▸ **COMPITI DA SVOLGERE**
1: Rispondi a queste domande sulla cronaca della partita:
(a) Quale giocatore lascia in panchina Mancini?
(b) Chi colpisce la traversa nella ripresa?
(c) Quale posizione in classifica blindano i nerazzurri alla fine?
2: Secondo la cronaca della partita, perché l'autore dice di non calcolare neanche la terza rete?

___ TESTO ESTRATTO

Una di quelle sconfitte che bruciano come un tizzone ardente. Perché in campo i venti e più punti di differenza non si sono mica visti.
DI fronte ad un’Internazionale modesta, che si aggrappa alle giocate sontuose del proprio capitano ed agli errori della fase difensiva biancanera, con Edenìlson terribile responsabile nelle prime due reti, l’Udinese lascia a Milano tutti e tre i punti. La terza rete, (ovviamente!) prima di Eder in nerazzurro, seguita ad un’occasionissima mancata da Zapata e Hallfredsson (imperdonabile! Ti perdòno solo perché islandese) di fronte ad un bravissimo Handanovic, neanche la calcolo: l’Udinese era in toto nell’area avversaria.
Dispiace: perché Mancini fa di tutto per agevolare i friulani, lasciando in panca Perisic e schierandone al posto il famigerato Jesus come laterale: Théréau ringrazia e saetta in rete il vantaggio, capitalizzando un lancio di Imma Badu.
Dispiace: perché nella ripresa le prime occasioni, le più grosse, sono bianchenere: paratissima di Handanovic e loffio Widmer, poi traversa di Bruno.
Dispiace, perché in fondo l’Udinese ha sofferto ben poco contro le armate nerazzurre, schierate dal multimilionario allenatore jesino come al solito “a caso”. D’altra parte è appena arrivato, solo un anno e mezzo, e nessun allenatore può vincere giocando al calcio dopo soli tre mercati d’acquisizione, sedici giocatori acquisiti e centoventi milioni spesi. Neanche allenasse la Juventus.
Dispiace, perché leggendo il tabellino finale si direbbe di un dominio inter-triste, quando invece la gara si è giocata sempre sul filo dell’equilibrio.
Ma alla fine conta il risultato, e i neri e azzurri blindano il quarto posto utile per giocare la prestigiosa Europa League, che porterà nelle casse meneghine tanti di quei denari che Thohir ha già venduto gli incassi della prossima stagione ad una società di factoringsingaporeana.

______
___ DATI ARCHIVIATI

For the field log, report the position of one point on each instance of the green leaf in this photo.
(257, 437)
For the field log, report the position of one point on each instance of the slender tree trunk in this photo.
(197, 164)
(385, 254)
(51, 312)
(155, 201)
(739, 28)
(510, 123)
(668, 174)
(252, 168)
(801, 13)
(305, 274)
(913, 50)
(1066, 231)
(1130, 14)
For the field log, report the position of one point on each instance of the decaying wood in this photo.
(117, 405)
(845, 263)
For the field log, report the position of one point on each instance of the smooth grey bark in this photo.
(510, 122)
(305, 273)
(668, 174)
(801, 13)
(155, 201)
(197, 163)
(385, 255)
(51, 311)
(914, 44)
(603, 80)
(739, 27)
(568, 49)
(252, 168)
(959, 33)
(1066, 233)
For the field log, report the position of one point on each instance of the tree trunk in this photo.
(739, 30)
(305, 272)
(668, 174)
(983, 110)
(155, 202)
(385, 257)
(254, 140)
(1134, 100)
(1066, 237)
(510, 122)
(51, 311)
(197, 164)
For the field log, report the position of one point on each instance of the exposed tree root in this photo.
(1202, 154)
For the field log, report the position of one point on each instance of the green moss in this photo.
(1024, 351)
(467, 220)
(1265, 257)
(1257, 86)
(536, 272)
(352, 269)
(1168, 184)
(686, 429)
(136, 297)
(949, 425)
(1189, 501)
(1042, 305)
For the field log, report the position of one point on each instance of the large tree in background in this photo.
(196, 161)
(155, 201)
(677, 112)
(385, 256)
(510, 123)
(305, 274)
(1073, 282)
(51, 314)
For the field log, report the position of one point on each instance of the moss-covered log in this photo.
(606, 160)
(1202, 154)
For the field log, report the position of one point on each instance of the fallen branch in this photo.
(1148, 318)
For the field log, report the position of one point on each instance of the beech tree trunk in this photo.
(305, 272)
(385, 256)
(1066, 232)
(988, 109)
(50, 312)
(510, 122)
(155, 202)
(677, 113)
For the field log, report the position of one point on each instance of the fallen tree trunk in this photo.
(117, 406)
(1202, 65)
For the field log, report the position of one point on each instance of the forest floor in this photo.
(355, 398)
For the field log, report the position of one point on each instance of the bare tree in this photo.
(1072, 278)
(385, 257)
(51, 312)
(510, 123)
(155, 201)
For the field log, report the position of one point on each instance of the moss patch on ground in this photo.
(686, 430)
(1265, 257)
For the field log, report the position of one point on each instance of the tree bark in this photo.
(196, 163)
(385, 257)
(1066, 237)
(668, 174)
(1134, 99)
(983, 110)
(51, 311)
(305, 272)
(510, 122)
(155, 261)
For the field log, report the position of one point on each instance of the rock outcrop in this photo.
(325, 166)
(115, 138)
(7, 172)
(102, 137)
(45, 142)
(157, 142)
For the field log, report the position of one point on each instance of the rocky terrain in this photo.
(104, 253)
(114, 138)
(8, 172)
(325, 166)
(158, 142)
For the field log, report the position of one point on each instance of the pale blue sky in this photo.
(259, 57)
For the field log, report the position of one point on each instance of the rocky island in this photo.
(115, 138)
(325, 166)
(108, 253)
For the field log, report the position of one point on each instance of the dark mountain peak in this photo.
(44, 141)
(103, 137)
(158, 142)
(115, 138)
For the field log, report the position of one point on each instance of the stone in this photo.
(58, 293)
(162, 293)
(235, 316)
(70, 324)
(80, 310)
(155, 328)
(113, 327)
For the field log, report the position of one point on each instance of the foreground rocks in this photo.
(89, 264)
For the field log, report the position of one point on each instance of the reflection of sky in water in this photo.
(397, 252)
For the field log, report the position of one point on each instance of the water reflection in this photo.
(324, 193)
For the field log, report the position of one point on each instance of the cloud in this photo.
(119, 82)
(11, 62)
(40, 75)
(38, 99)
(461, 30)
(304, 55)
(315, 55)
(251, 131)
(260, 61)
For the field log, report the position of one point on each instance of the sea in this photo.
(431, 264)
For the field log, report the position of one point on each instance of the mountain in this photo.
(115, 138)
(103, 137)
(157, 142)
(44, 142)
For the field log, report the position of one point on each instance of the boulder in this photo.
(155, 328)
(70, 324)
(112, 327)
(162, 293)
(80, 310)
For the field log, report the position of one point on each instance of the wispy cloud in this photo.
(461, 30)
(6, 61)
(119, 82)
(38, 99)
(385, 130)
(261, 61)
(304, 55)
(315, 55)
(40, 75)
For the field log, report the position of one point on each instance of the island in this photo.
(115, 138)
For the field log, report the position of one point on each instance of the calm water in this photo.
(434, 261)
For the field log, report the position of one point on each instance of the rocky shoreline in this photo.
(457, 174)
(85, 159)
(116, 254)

______
___ DATI ARCHIVIATI

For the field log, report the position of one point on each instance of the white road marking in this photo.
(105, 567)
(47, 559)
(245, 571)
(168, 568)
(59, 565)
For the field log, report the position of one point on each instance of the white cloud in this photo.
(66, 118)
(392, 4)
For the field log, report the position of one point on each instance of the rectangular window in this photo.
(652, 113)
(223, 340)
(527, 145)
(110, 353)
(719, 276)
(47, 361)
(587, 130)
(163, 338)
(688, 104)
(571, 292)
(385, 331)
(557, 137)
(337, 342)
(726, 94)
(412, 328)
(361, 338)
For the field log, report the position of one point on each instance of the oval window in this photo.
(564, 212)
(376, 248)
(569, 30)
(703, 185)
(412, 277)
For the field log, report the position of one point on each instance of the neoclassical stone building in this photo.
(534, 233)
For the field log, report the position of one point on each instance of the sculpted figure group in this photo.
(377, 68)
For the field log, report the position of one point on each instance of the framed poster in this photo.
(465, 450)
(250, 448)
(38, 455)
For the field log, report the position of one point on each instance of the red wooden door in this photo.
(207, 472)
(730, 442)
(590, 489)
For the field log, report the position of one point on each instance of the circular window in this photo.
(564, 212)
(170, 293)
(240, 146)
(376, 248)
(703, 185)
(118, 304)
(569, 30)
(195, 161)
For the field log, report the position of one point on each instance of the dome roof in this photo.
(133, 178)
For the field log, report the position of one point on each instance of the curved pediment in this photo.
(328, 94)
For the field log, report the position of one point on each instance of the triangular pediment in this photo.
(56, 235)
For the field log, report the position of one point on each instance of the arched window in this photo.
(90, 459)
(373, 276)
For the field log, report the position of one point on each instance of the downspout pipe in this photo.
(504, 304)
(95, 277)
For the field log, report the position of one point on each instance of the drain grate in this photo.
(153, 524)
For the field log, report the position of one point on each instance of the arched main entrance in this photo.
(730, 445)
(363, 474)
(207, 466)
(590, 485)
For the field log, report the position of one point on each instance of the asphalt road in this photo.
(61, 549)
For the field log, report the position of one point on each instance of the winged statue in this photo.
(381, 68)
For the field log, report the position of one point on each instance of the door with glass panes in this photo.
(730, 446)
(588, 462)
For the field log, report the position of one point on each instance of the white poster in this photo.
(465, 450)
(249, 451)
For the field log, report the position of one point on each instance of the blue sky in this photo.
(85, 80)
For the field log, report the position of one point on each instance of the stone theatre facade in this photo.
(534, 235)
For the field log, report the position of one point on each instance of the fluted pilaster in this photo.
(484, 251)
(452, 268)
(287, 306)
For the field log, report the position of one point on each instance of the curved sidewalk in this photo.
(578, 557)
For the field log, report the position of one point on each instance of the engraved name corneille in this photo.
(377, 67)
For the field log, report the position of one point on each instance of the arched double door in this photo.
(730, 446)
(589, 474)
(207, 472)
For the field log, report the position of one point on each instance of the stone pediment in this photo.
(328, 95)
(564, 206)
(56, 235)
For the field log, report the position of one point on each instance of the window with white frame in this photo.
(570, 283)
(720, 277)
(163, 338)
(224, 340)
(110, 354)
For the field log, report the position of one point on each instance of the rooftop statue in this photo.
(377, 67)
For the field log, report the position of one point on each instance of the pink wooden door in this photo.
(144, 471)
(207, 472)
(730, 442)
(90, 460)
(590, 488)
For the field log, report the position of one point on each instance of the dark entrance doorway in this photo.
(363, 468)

______

▸ **RISPOSTE AI COMPITI**
1:
(a) Mancini lascia in panchina Perisic.
(b) Nella ripresa la traversa è colpita da Bruno.
(c) I nerazzurri blindano il quarto posto, utile per giocare l'Europa League.

2: L'autore non calcola la terza rete perché, quando è stata segnata, l'Udinese era in toto nell'area avversaria. Il gol è arrivato infatti subito dopo un'occasione mancata da Zapata e Hallfredsson davanti a Handanovic.